* Task instructions
Select every line of the data below that contains the word "chrome", and copy each of those lines.

(Stored items)

[BEGIN]

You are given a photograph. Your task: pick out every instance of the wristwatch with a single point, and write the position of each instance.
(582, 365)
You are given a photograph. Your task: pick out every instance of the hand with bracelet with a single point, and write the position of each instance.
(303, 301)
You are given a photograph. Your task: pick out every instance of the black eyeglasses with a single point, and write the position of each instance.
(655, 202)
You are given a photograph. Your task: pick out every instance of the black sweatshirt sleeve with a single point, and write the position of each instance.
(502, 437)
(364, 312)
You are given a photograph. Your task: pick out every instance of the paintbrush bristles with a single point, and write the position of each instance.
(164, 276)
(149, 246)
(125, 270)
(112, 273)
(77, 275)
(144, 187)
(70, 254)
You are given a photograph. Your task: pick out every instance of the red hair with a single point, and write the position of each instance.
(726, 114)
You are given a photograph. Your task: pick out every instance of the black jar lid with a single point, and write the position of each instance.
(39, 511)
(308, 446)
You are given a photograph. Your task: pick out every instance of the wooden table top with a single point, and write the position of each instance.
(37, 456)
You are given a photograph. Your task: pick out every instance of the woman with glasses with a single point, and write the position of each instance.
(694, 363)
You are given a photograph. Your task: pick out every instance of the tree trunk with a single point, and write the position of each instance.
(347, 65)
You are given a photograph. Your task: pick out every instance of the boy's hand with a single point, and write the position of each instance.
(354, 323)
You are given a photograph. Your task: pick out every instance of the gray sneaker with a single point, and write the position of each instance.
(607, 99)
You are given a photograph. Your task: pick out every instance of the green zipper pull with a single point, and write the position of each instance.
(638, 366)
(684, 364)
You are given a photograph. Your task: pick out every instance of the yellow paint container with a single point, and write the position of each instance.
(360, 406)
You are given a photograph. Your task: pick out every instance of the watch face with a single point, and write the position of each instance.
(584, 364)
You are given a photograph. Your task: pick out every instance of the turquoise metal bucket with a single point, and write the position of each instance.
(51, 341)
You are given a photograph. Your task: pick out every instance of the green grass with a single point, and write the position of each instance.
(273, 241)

[END]
[BEGIN]

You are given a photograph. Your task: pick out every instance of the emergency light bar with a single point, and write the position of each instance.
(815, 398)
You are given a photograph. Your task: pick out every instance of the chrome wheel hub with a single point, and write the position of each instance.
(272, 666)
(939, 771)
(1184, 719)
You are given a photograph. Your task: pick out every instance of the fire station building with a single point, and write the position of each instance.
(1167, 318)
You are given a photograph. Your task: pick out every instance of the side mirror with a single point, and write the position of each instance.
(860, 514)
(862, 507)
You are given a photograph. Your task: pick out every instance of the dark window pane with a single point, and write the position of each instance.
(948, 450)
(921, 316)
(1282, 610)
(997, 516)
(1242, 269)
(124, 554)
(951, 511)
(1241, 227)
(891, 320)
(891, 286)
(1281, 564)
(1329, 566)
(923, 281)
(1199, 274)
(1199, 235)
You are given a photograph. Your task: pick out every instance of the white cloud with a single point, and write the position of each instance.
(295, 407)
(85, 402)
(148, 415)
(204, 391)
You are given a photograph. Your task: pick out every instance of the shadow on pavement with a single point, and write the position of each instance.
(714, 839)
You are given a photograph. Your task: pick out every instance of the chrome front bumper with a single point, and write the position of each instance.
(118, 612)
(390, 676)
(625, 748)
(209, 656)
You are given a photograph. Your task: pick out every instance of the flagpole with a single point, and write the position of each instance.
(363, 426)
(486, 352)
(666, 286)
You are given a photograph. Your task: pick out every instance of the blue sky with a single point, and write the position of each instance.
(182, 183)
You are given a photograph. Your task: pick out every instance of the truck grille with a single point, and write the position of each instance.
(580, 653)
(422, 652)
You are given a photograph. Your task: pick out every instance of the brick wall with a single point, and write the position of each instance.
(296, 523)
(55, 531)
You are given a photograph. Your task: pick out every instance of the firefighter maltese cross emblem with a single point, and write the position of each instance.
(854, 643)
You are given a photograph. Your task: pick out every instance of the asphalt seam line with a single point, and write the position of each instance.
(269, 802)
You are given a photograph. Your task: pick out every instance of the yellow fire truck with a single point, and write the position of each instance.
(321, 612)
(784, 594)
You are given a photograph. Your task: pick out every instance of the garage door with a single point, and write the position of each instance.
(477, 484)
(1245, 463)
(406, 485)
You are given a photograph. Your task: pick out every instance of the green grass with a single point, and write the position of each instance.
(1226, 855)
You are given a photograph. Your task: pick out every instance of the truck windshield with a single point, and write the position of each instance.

[END]
[BEGIN]

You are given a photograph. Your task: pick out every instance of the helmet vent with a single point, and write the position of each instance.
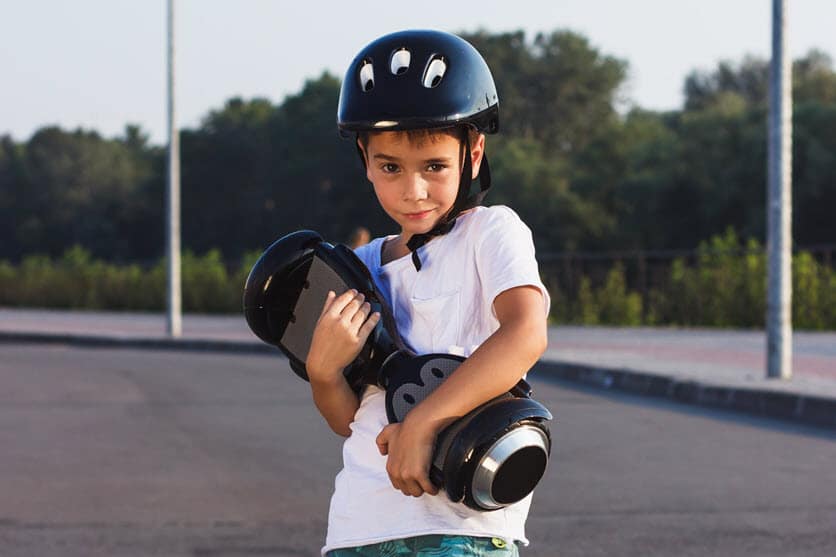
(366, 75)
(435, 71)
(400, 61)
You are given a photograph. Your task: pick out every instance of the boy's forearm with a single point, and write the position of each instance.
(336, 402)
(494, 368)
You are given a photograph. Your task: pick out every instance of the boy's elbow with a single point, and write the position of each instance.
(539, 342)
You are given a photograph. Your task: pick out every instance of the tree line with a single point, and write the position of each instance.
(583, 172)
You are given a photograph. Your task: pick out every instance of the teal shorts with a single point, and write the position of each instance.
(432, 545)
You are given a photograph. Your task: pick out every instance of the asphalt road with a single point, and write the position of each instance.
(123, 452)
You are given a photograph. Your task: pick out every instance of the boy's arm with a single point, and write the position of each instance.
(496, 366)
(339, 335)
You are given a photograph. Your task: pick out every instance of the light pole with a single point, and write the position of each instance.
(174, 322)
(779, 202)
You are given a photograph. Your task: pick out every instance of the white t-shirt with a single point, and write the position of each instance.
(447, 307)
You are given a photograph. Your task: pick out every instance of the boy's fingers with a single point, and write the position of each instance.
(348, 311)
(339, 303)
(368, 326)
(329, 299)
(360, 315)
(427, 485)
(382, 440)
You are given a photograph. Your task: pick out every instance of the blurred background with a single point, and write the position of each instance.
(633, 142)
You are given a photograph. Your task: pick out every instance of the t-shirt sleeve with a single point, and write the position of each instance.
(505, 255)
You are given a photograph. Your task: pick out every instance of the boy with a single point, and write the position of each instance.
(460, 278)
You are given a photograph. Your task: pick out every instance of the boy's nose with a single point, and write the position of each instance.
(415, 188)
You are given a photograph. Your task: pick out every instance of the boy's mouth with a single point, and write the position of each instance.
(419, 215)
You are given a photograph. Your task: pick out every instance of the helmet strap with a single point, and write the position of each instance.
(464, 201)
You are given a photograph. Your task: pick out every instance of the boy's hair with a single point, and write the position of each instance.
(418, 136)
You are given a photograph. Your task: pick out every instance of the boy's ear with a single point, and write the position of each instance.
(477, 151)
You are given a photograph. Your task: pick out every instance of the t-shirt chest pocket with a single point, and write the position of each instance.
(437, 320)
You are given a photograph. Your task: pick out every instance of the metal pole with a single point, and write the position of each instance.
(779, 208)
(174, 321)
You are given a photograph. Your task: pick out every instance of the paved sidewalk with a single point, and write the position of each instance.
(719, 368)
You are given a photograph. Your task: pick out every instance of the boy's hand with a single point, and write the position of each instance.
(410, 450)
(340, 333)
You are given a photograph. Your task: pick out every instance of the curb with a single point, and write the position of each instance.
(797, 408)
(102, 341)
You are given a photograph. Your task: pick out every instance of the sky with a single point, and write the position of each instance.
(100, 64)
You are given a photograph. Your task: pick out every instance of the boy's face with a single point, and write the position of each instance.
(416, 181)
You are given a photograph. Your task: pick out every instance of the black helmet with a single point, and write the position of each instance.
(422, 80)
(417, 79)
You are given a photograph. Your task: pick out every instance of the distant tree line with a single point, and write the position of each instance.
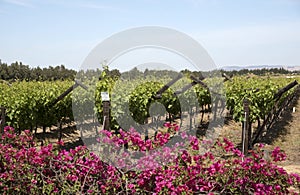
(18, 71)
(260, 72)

[END]

* Solution for this task
You are given a photograph. Your task: pick out every instance of the chrome wheel hub with a single point, and write the position of each instance.
You are given a photograph. Your task: pick out every instance of the chrome front bumper with a single point, and write the position of each instance.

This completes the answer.